> **Objective 1**
In the derivation below, list every fraction set equal to u in the first displayed equation after the words "We have then".

> **Document section**
§
Eliminating $x$, $y$, $z$ from $\frac{x^2-xy-xz}{a}=\frac{y^2-yx-yz}{b}=\frac{z^2-zx-zy}{c}$ and $ax+by+cz=0$
Let's denote $t$ be equal to
$$t = \frac{x^2-xy-xz}{a}=\frac{y^2-yx-yz}{b}=\frac{z^2-zx-zy}{c}$$
We have: \begin{align} t &=\frac{(y^2-yx-yz)+(z^2-zx-zy)-(x^2-xy-xz)}{b+c-a} \\ &=\frac{(y^2-2yz+z^2)-x^2}{b+c-a} \\ &=\frac{(y-z)^2-x^2}{b+c-a} \\ &=-\frac{(z+x-y)(x+y-z)}{b+c-a} \\ \end{align} Hence, \begin{align} t^2 &=-\frac{(z+x-y)(x+y-z)}{b+c-a} \times \frac{x^2-xy-xz}{a} \\ &=-\frac{(z+x-y)(x+y-z)}{b+c-a} \times \frac{-x(y+z-x)}{a} \\ &=(x+y-z)(y+z-x)(z+x-y) \times \frac{x}{a(b+c-a)} \\ \end{align}
We have then $$\frac{a(b+c-a)}{x} = \frac{b(c+a-b)}{y} = \frac{c(a+b-c)}{z} = u $$ $$\left(\text{both equal to } u =\frac{(x+y-z)(y+z-x)(z+x-y)}{t^2} \right)$$
We can deduce that $$u = \frac{a^2(b+c-a)}{ax} = \frac{b^2(c+a-b)}{by} = \frac{c^2(a+b-c)}{cz} $$ Hence: $$a^2(b+c-a)+b^2(c+a-b)+c^2(a+b-c) = u(ax+by+cz) = 0$$ (because $ax +by +cz = 0$)
Finally, we can conclude that $$a^2(b+c)+b^2(c+a)+c^2(a+b) = a^3 + b^3+c^3$$
§
> **Dataset records**
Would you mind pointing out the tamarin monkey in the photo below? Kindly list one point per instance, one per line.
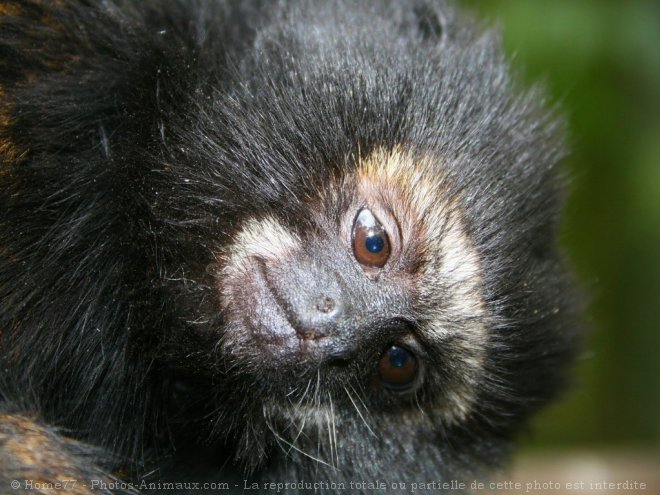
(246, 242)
§
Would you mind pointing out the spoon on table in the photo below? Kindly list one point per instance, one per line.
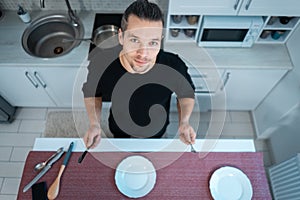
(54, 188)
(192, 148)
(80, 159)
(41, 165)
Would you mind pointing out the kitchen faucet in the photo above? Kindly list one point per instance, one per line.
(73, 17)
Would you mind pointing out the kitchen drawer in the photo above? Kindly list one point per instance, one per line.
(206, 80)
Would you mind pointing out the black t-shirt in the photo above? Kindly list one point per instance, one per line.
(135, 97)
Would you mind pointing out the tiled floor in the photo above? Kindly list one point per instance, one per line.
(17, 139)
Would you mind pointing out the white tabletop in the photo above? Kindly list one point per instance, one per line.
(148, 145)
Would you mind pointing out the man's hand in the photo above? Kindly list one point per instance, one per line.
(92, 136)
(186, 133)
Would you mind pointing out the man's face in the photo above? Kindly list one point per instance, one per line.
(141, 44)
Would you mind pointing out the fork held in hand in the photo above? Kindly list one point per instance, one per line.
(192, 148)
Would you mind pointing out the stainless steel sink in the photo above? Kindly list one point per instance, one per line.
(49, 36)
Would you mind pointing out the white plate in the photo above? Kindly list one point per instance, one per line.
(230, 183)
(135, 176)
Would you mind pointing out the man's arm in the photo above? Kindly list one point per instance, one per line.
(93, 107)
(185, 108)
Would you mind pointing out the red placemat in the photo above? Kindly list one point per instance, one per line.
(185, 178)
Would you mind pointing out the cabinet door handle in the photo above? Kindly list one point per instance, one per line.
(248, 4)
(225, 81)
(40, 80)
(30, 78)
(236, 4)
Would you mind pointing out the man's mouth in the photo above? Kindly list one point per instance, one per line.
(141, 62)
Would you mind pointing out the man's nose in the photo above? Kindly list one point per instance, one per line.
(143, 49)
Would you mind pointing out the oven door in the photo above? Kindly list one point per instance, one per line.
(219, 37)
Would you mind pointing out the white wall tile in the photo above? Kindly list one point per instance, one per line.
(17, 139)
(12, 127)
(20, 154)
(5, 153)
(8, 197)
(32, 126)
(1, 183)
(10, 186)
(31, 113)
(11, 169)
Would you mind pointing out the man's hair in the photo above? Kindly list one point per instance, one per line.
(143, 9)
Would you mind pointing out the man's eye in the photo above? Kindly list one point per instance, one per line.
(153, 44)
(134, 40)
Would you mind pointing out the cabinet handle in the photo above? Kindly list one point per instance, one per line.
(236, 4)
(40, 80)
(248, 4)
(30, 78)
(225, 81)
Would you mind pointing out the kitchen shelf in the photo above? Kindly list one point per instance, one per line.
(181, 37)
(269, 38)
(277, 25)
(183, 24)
§
> **Objective 2**
Pick out every line of the entries above that contains the string "handle". Matching is case-sensitive.

> **Final result 1**
$\frac{a(b+c-a)}{x}$
$\frac{b(c+a-b)}{y}$
$\frac{c(a+b-c)}{z}$

> **Final result 2**
Would you mind pointing out the cabinet door handle in the photo above? Kindly list one point per instance, one per line.
Would you mind pointing out the cabinet handle in the photo above? Kindly list one point per instance, one per line.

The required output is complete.